• [Task description]
Render the lines below as a Markdown table with two columns: Number for the row number and Line for the line itself. Omit any blank lines.

/---

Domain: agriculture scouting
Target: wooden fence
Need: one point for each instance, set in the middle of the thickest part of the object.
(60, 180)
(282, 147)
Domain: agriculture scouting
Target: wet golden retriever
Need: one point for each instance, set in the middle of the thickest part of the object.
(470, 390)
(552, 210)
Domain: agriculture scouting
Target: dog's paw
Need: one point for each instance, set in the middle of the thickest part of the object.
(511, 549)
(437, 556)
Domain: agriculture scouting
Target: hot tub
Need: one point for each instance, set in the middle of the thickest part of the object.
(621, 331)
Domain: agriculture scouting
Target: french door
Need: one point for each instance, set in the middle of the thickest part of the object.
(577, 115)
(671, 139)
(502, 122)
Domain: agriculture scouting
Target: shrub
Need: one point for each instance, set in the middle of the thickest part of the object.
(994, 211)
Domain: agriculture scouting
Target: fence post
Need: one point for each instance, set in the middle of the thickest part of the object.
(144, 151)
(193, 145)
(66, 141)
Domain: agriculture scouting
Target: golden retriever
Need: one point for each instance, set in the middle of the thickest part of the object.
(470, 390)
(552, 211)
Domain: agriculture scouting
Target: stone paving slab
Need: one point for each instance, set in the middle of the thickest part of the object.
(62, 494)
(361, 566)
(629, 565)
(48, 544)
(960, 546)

\---

• [Reply]
| Number | Line |
|---|---|
| 1 | Domain: agriculture scouting |
| 2 | Target: wooden fence |
| 3 | Need: one point for each instance, set in the middle of the thickest part of the object. |
| 4 | (60, 180) |
| 5 | (282, 147) |
| 6 | Domain: agriculture scouting |
| 7 | Target: wet golden retriever |
| 8 | Need: one point for each instance, set in the middle of the thickest part of the object. |
| 9 | (470, 390) |
| 10 | (552, 210) |
| 11 | Domain: agriculture scouting |
| 12 | Target: dog's paw |
| 13 | Need: one point for each instance, set in the middle of the thickest part of the object. |
| 14 | (511, 549) |
| 15 | (437, 556) |
| 16 | Domain: agriculture scouting |
| 17 | Target: hot tub |
| 18 | Need: one point for each instance, set in the middle of the thickest part of the object. |
| 19 | (621, 331) |
| 20 | Domain: agriculture scouting |
| 21 | Target: french door |
| 22 | Need: one point for each instance, set in the middle of the thickest part of the object. |
| 23 | (577, 115) |
| 24 | (671, 139) |
| 25 | (502, 122) |
| 26 | Domain: agriculture scouting |
| 27 | Target: shrub |
| 28 | Need: one point for each instance, set in the middle of the thickest part of the object. |
| 29 | (994, 211) |
| 30 | Domain: agriculture scouting |
| 31 | Target: fence post |
| 32 | Need: one point for each instance, set in the middle of the thickest part of the object. |
| 33 | (144, 151) |
| 34 | (193, 145) |
| 35 | (66, 141) |
| 36 | Domain: agriculture scouting |
| 37 | Target: golden retriever |
| 38 | Need: one point for each instance, set in the middle of the thickest part of the object. |
| 39 | (470, 390) |
| 40 | (552, 211) |
| 41 | Domain: agriculture scouting |
| 42 | Target: stone paving slab |
| 43 | Need: one point for each instance, set in the middle of the thickest part of the object. |
| 44 | (62, 494) |
| 45 | (361, 566) |
| 46 | (629, 565) |
| 47 | (48, 544) |
| 48 | (960, 546) |